### RECORDS FOR PROCESSING

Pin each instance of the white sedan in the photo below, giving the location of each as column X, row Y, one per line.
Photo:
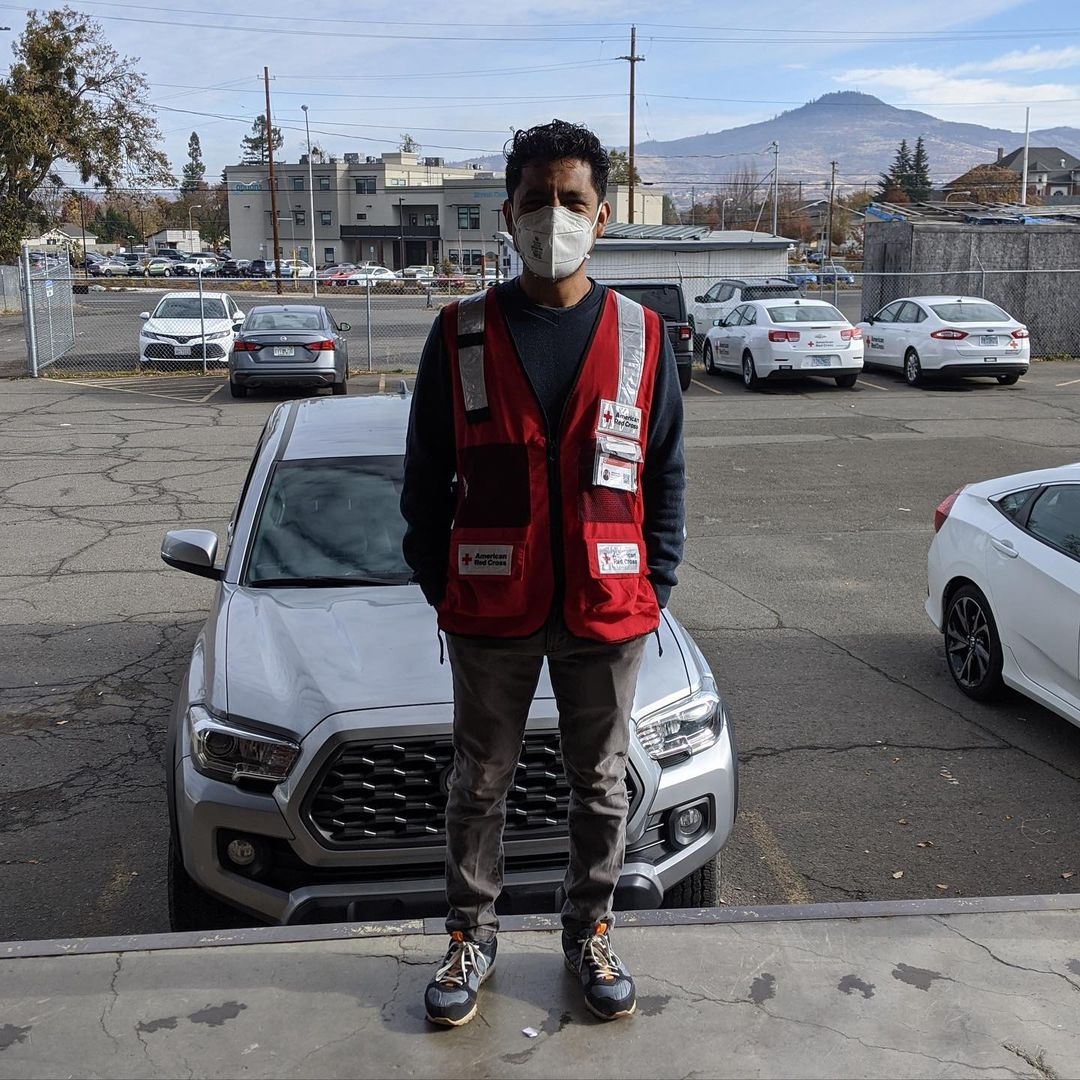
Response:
column 783, row 339
column 363, row 275
column 1003, row 574
column 947, row 335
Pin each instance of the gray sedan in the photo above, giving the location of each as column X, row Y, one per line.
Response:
column 311, row 740
column 289, row 345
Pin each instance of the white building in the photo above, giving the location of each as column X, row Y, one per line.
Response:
column 396, row 210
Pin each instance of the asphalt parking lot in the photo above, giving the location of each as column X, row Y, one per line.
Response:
column 865, row 773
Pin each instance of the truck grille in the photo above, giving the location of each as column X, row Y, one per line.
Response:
column 379, row 795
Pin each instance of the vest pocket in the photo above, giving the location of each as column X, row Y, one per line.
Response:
column 486, row 576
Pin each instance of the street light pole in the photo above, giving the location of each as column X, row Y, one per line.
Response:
column 190, row 230
column 311, row 190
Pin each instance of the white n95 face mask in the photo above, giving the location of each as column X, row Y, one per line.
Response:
column 554, row 241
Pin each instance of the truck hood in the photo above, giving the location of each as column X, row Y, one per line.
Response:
column 293, row 657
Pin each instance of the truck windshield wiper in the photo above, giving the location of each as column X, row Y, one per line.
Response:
column 325, row 582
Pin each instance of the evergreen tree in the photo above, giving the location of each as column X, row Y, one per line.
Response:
column 919, row 187
column 254, row 146
column 896, row 183
column 194, row 171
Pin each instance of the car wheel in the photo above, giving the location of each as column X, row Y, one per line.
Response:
column 751, row 380
column 913, row 369
column 972, row 646
column 701, row 889
column 706, row 355
column 189, row 907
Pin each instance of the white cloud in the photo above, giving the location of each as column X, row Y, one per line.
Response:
column 986, row 100
column 1029, row 59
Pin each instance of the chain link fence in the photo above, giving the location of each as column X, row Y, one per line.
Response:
column 91, row 327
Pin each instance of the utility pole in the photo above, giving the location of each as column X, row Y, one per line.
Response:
column 828, row 228
column 775, row 184
column 634, row 61
column 273, row 189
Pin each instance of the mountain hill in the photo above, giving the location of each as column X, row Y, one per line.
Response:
column 859, row 131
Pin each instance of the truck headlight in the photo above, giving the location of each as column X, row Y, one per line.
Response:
column 226, row 752
column 687, row 727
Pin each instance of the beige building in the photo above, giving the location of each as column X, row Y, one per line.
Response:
column 396, row 210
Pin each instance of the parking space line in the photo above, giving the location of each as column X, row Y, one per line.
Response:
column 712, row 390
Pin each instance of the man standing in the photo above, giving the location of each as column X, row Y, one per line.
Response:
column 543, row 501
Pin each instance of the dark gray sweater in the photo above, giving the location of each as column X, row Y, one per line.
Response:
column 551, row 343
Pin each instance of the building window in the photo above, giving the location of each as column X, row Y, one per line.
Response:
column 469, row 217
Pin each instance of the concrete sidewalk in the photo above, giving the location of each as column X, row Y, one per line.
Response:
column 926, row 988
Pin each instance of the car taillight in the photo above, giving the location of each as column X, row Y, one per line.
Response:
column 942, row 512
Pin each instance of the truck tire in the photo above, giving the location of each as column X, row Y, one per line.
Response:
column 701, row 889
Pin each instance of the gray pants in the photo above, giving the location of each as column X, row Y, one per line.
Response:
column 494, row 686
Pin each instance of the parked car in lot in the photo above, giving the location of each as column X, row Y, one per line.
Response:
column 368, row 274
column 829, row 273
column 311, row 738
column 197, row 266
column 159, row 267
column 780, row 339
column 297, row 345
column 726, row 295
column 1003, row 586
column 667, row 300
column 176, row 329
column 233, row 268
column 108, row 267
column 947, row 336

### EXERCISE BRIEF
Set out every line of the items above as a numbered list, skipping any blank lines and leaving the pictures out.

### CORRECT RESPONSE
1. Pin each instance of the white sedan in the photo below, giving the location of each as column X, row Y, one per line.
2. Photo:
3. Response:
4. column 783, row 339
5. column 363, row 275
6. column 1003, row 574
7. column 947, row 335
8. Pin each instance of the gray sedan in the photo above, giving the location of each as column X, row Y, one per line.
9. Response:
10. column 311, row 740
11. column 289, row 345
12. Pin each instance of the white building in the photo above, giving the location of each as column X, row Y, one per line.
13. Response:
14. column 396, row 210
15. Pin each instance of the asphalt parking lot in the photo above, giving the location of each as column X, row Y, one per line.
16. Response:
17. column 865, row 773
18. Pin each instance of the truck grille in the photo above, giving the location of each as column X, row Y, one per line.
19. Response:
20. column 379, row 795
21. Pin each instance of the vest pocket in the photo above, giving the location of each as column X, row Y, one per line.
22. Response:
23. column 486, row 576
24. Pin each instance of the street light pole in the photo above, giving the location of each as column X, row Y, one per line.
25. Response:
26. column 190, row 230
27. column 311, row 190
28. Pin each instance of the white n95 face mask in the photo above, giving the location of each as column X, row Y, one per line.
29. Response:
30. column 554, row 241
31. Pin each instance of the truck hood in the photo above, giving the location of each as column X, row Y, one per line.
32. Response:
33. column 293, row 657
34. Pin each instance of the truck windshield wiper in the photo above, giving the location of each as column X, row Y, one per line.
35. Response:
36. column 325, row 582
37. Pin each instance of the evergreen tree in the photo above, giving the location of each as column X, row Y, one per line.
38. Response:
39. column 919, row 187
40. column 254, row 146
41. column 896, row 183
42. column 194, row 171
43. Pin each instance of the car wheel in the photo above, giving the location of each as column X, row Y, one per line.
44. Response:
45. column 751, row 380
46. column 913, row 369
47. column 972, row 646
48. column 701, row 889
49. column 706, row 355
50. column 189, row 907
51. Pin each instance of the white cloud in the photo above, giving the location of each as column X, row Y, one per line.
52. Response:
53. column 986, row 100
54. column 1029, row 59
55. Pin each instance of the chain link fence in the photo above, giving the location of each as column X, row Y, one per line.
56. Response:
57. column 91, row 327
58. Pin each instance of the utility pole in the photo above, giving the location of each as column X, row Y, one per line.
59. Response:
60. column 828, row 228
61. column 775, row 184
62. column 634, row 61
63. column 273, row 189
64. Pin each instance of the mountain hill in the photo above, giving the location of each as column X, row Y, one per line.
65. Response:
66. column 859, row 131
67. Pin each instance of the truck headlight in the photo above, giving the location of each as column X, row Y, one per line.
68. Response:
69. column 226, row 752
70. column 687, row 727
71. Pin each instance of the beige building in the photo above, giving the location of each as column X, row Y, one per line.
72. Response:
73. column 396, row 210
74. Pin each instance of the parking space line in the photo above, giving the location of each as column X, row Y, one per line.
75. Response:
76. column 712, row 390
77. Pin each instance of the man standing in the photo above, giving the location of each as column X, row Y, one per line.
78. Response:
79. column 543, row 501
80. Pin each instance of the dark gray sweater in the photo above, giving the location of each as column X, row Y, one per line.
81. Response:
82. column 551, row 343
83. Pin each instance of the building window in the photo above, giving the location of each as column X, row Y, one per line.
84. Response:
85. column 469, row 217
86. Pin each instance of the concrete sidewalk in the photo above, giving the location of each as column X, row Y, one per line.
87. Response:
88. column 926, row 988
89. Pin each instance of the car taillight in the photo above, giving the location of each as column X, row Y, one per line.
90. Response:
91. column 942, row 512
92. Pin each instance of the truck tire in the photo above, giving the location of each as column X, row Y, one per line.
93. Response:
94. column 701, row 889
95. Pin each instance of the gray pants in the photo above, giving the location of each as column X, row Y, one per line.
96. Response:
97. column 494, row 686
98. Pin each instance of the parked car in lot in the photo above, giving the location of each as column X, row Y, one per line.
99. Response:
100. column 368, row 274
101. column 829, row 273
102. column 311, row 738
103. column 197, row 266
104. column 159, row 267
105. column 780, row 339
106. column 297, row 345
107. column 726, row 295
108. column 1003, row 586
109. column 667, row 300
110. column 176, row 329
111. column 233, row 268
112. column 108, row 267
113. column 947, row 336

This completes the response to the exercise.